* [To do] How many lines in the data below contain the string "lake"? Matching is case-sensitive. Give only the number.

═════ Source records

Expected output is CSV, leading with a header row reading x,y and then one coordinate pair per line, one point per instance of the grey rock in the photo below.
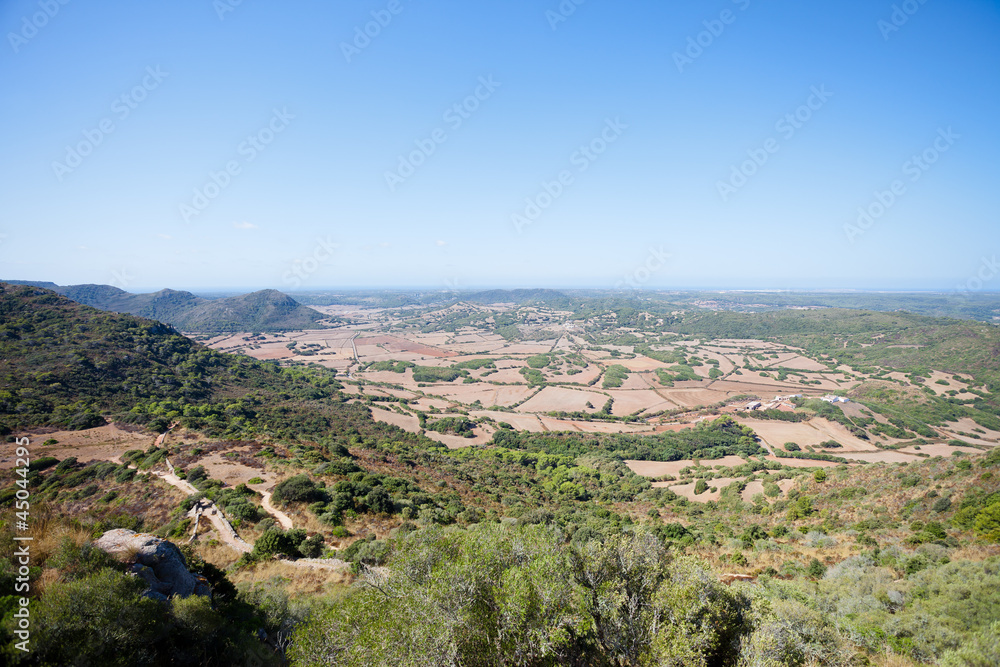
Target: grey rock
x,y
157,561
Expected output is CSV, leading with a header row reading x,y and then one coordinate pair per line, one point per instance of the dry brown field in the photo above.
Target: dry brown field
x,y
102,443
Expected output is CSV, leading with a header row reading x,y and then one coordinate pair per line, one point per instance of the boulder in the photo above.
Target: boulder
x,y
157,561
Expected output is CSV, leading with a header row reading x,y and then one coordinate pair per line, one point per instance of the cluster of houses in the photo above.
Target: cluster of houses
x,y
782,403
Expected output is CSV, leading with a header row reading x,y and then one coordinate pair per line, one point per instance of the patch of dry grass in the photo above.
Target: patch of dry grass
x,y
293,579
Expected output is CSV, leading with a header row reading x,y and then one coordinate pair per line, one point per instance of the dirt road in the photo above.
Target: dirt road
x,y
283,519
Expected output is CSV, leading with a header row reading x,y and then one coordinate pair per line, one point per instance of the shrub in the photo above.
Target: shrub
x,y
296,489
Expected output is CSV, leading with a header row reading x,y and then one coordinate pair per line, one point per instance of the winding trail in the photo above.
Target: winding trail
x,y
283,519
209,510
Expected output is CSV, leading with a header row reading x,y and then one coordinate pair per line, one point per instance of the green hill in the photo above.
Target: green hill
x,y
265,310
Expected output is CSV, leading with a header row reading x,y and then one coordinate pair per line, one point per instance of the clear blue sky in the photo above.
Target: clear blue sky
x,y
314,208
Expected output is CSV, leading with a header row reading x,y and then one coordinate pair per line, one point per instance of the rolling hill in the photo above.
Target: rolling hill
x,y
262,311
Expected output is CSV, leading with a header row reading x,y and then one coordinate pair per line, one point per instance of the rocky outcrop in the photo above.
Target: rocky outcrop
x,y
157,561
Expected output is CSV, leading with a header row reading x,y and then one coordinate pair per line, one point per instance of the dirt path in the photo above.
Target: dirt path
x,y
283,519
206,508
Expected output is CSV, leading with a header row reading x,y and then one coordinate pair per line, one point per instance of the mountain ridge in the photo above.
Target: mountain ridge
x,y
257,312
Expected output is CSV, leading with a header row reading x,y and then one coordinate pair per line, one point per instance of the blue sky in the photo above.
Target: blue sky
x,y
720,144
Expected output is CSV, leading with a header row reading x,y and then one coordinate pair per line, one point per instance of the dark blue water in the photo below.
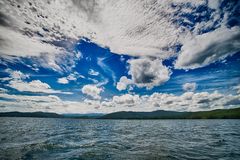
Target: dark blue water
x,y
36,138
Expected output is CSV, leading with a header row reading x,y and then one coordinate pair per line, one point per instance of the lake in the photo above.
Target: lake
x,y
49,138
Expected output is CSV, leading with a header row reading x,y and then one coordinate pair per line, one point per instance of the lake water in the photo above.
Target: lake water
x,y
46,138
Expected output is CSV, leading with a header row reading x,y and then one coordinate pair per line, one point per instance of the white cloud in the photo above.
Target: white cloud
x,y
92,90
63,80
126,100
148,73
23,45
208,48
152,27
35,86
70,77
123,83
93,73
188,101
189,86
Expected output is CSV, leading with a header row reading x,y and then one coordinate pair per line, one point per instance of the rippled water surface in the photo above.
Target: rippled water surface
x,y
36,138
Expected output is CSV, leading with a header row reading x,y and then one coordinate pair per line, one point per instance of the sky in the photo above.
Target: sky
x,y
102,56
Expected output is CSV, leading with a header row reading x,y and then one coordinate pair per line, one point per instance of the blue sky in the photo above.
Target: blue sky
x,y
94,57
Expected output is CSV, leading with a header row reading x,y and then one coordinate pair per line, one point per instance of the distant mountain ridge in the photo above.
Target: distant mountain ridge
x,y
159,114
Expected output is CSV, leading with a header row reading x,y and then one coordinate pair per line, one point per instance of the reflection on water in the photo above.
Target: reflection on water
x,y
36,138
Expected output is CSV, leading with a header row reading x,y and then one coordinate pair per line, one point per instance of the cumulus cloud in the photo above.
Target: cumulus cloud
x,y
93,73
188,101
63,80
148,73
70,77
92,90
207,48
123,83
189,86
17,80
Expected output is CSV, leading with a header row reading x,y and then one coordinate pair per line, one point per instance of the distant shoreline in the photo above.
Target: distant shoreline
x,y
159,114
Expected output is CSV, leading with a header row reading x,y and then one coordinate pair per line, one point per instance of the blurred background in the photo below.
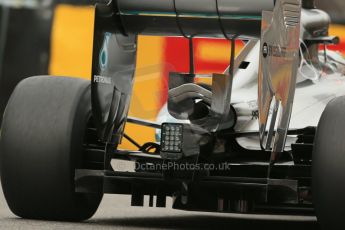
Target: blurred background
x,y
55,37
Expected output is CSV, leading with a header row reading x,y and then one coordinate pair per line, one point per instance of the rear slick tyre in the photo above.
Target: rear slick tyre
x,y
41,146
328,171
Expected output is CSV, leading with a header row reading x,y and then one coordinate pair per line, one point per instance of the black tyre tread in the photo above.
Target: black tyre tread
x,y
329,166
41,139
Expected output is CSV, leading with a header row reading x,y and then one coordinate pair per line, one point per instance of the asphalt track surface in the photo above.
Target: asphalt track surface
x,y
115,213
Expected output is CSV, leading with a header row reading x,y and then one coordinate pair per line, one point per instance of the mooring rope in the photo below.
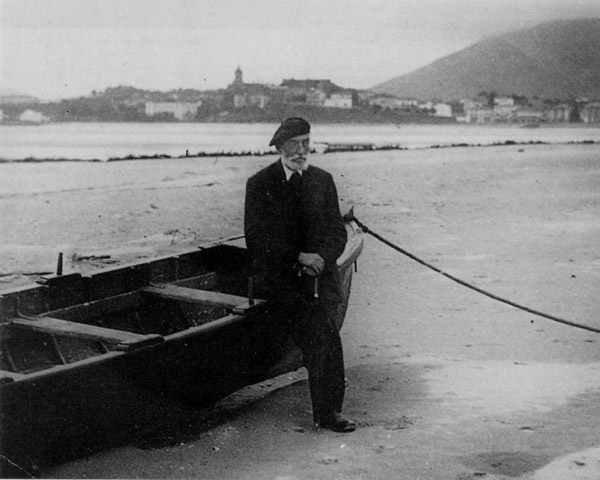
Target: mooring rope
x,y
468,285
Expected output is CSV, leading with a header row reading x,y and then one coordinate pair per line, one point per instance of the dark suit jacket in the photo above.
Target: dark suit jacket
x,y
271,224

══════════
═════ Source records

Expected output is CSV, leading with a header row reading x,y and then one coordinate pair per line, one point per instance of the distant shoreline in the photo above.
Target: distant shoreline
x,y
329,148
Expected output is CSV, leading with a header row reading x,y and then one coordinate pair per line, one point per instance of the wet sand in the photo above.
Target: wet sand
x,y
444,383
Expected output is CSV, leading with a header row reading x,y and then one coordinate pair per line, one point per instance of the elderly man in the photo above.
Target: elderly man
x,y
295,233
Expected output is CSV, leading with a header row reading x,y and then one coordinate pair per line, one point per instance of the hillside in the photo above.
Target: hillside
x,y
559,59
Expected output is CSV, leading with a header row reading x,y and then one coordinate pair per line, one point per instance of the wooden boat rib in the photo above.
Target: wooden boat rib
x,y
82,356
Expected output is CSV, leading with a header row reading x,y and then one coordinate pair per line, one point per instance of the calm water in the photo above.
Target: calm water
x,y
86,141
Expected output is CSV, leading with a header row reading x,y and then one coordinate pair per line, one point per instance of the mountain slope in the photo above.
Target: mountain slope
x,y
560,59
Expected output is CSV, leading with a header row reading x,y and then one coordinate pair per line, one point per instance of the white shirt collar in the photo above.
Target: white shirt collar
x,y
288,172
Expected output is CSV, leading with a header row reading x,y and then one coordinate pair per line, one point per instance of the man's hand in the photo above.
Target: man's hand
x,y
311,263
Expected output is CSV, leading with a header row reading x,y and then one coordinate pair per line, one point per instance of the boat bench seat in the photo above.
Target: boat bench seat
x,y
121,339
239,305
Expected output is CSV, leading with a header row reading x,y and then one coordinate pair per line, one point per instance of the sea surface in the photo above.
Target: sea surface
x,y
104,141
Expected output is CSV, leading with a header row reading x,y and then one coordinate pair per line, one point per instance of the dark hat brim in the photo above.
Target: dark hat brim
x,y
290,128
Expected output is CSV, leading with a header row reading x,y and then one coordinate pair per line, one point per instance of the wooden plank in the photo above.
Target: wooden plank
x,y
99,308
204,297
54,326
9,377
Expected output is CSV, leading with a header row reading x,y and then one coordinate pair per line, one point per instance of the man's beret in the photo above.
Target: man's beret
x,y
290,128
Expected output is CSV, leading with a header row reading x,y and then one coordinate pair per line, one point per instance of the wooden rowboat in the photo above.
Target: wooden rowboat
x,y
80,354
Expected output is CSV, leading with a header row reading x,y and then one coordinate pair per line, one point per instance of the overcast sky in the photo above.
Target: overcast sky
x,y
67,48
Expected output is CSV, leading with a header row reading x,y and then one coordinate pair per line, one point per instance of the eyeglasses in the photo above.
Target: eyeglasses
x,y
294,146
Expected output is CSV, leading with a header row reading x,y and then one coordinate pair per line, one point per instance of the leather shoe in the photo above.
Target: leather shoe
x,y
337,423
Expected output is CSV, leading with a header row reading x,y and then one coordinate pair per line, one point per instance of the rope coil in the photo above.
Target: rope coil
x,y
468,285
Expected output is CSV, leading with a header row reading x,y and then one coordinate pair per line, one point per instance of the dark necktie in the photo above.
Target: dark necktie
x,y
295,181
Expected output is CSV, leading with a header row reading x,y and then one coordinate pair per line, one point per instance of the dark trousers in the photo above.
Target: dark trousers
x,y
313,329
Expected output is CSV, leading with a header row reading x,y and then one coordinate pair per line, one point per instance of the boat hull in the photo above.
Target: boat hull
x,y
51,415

══════════

* [Response to this task] 4